- _Détails de l'exercice_
Répondez aux questions suivantes à partir de l'article sur les sites de mémoire cambodgiens.
1. Combien de personnes environ ont été emprisonnées, torturées et/ou tuées à la prison S-21 ?
2. Quels sites ont été inscrits au patrimoine mondial de l'Unesco en plus du musée Tuol Sleng ?
3. Quel âge a Khuon Sovann ?

- _Extrait du texte_
==================================================
Des survivants du génocide perpétré par les Khmers rouges au Cambodge entre 1975 et 1979 ont confié samedi à l'AFP leur joie de voir l'Unesco classer au patrimoine mondial des sites de mémoire où le régime pratiquait la torture et les exécutions.
«Je suis très heureux (...), c'est pour les générations futures», a ainsi commenté Chum Mey, un des rares survivants de la prison S-21 de Phnom Penh, devenue le musée Tuol Sleng, qui fait partie des sites concernés. Environ 15.000 personnes y ont été emprisonnées, torturées et/ou tuées.
En plus du musée Tuol Sleng, le mémorial de Choeung Ek, surnommé «les champs de la mort», et l'ancienne prison M-13 ont également été inscrits vendredi sur la liste du patrimoine mondial de l'Unesco. Cette décision «me rappelle les tortures dont j'ai été victime», explique Chum Mey, qui vend aujourd'hui ses mémoires dans l'enceinte de la prison où il raconte avoir été battu, électrocuté et affamé.
Deux millions de personnes, soit un quart de la population du Cambodge de l'époque, sont mortes d'épuisement, de maladie, sous la torture ou au gré des exécutions entre 1975 et 1979.
Khuon Sovann, 82 ans, a perdu plus de 10 membres de sa famille dans le génocide. Samedi, elle est venue se recueillir à Tuol Sleng, où touristes et étudiants déambulent entre les photos des nombreuses victimes en noir et blanc, et les équipements utilisés par leurs bourreaux. La décision de l'Unesco est une «bonne chose» et contribue à la préservation du site, assure la vieille dame, venue prier avec sa soeur aînée pour son beau-frère décédé.
«Je suis heureuse que ce que nous, Cambodgiens, avons enduré soit désormais reconnu par la communauté internationale», dit-elle à à l'AFP, en procédant à des offrandes d'eau et de nourriture pour l'âme du défunt, devant un pannau où sont inscrits des noms de victimes.
==================================================
Données d'expressions référentielles
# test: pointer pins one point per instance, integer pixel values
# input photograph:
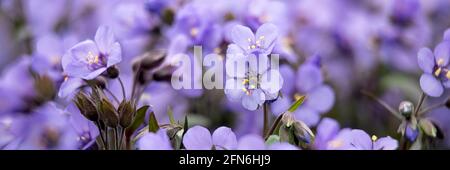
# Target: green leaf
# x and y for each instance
(170, 114)
(152, 123)
(297, 104)
(272, 139)
(138, 119)
(428, 127)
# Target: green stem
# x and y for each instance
(123, 88)
(266, 118)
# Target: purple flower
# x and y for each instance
(250, 85)
(360, 140)
(320, 97)
(436, 69)
(155, 141)
(199, 138)
(89, 59)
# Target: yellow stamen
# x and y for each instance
(440, 62)
(437, 72)
(194, 32)
(374, 138)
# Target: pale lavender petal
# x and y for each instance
(308, 77)
(425, 59)
(442, 53)
(386, 143)
(224, 138)
(251, 142)
(267, 35)
(197, 138)
(242, 36)
(321, 98)
(361, 140)
(104, 37)
(431, 86)
(233, 89)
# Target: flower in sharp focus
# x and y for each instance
(155, 141)
(199, 138)
(252, 84)
(436, 69)
(89, 59)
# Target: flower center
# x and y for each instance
(95, 61)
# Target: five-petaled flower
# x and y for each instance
(436, 69)
(89, 59)
(255, 81)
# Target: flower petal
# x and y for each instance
(197, 138)
(241, 35)
(224, 138)
(386, 143)
(442, 53)
(267, 34)
(425, 59)
(104, 37)
(430, 85)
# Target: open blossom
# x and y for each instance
(436, 69)
(252, 84)
(89, 59)
(199, 138)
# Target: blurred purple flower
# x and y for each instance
(360, 140)
(89, 59)
(155, 141)
(199, 138)
(436, 69)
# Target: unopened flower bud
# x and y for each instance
(152, 59)
(126, 111)
(406, 108)
(108, 114)
(112, 72)
(86, 106)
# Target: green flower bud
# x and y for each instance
(86, 106)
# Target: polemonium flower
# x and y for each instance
(89, 59)
(320, 97)
(155, 141)
(199, 138)
(436, 69)
(360, 140)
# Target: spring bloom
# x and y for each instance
(199, 138)
(89, 59)
(252, 84)
(436, 69)
(155, 141)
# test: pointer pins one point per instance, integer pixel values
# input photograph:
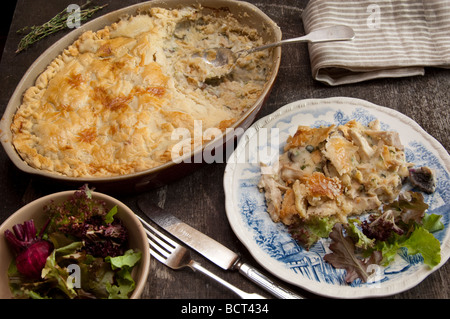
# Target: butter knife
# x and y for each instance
(211, 249)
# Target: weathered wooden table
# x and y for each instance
(198, 199)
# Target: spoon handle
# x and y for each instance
(332, 33)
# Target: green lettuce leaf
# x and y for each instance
(129, 259)
(423, 242)
(432, 222)
(123, 279)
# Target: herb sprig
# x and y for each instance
(57, 23)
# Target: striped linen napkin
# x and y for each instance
(392, 38)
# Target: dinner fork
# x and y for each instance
(176, 256)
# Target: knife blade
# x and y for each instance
(211, 249)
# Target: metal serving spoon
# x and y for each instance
(226, 59)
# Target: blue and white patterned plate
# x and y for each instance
(270, 243)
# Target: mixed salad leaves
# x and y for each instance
(81, 252)
(375, 240)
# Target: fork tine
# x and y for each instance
(163, 244)
(159, 234)
(159, 257)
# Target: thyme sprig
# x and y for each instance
(57, 23)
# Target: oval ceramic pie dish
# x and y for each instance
(117, 159)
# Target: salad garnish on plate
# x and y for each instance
(345, 182)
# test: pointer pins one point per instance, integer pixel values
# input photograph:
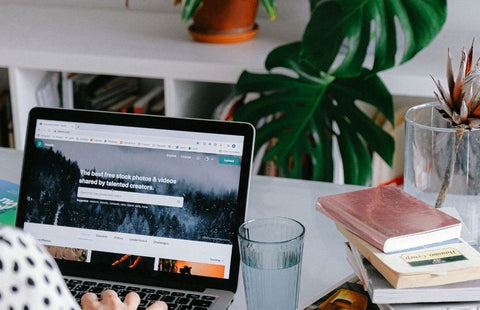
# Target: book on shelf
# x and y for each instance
(98, 92)
(143, 104)
(124, 106)
(8, 202)
(447, 262)
(47, 93)
(6, 122)
(389, 218)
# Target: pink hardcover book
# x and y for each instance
(389, 218)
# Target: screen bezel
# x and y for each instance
(155, 122)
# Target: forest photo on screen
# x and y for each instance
(209, 190)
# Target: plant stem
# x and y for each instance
(447, 178)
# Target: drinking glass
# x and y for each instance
(271, 251)
(434, 155)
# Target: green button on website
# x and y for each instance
(229, 160)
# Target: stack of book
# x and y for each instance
(111, 93)
(407, 254)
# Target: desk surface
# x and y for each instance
(324, 261)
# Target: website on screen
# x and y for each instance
(126, 197)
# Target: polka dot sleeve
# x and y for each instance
(29, 277)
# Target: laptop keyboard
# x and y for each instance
(175, 300)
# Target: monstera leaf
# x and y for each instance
(308, 109)
(355, 23)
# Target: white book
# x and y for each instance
(381, 292)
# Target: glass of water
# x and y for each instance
(271, 251)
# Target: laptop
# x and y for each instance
(138, 203)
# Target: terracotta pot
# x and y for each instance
(225, 21)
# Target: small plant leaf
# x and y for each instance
(189, 9)
(270, 8)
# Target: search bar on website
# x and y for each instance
(122, 196)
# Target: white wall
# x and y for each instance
(287, 9)
(3, 78)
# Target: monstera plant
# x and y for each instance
(314, 97)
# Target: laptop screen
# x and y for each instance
(134, 198)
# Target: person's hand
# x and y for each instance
(110, 301)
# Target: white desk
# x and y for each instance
(324, 261)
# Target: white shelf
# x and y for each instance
(35, 39)
(126, 42)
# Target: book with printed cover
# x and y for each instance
(389, 218)
(8, 202)
(381, 292)
(448, 262)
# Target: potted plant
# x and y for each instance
(224, 21)
(311, 102)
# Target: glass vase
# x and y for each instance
(431, 159)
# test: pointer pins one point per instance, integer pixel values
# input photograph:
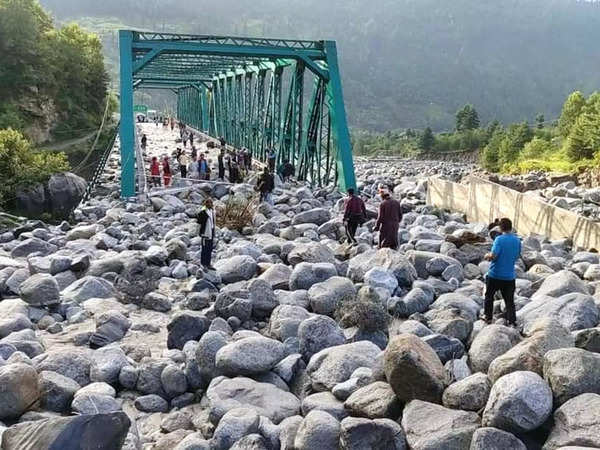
==================================================
- _Réponse de l'exercice_
1. Environ 15.000 personnes.
2. Le mémorial de Choeung Ek, surnommé «les champs de la mort», et l'ancienne prison M-13.
3. 82 ans.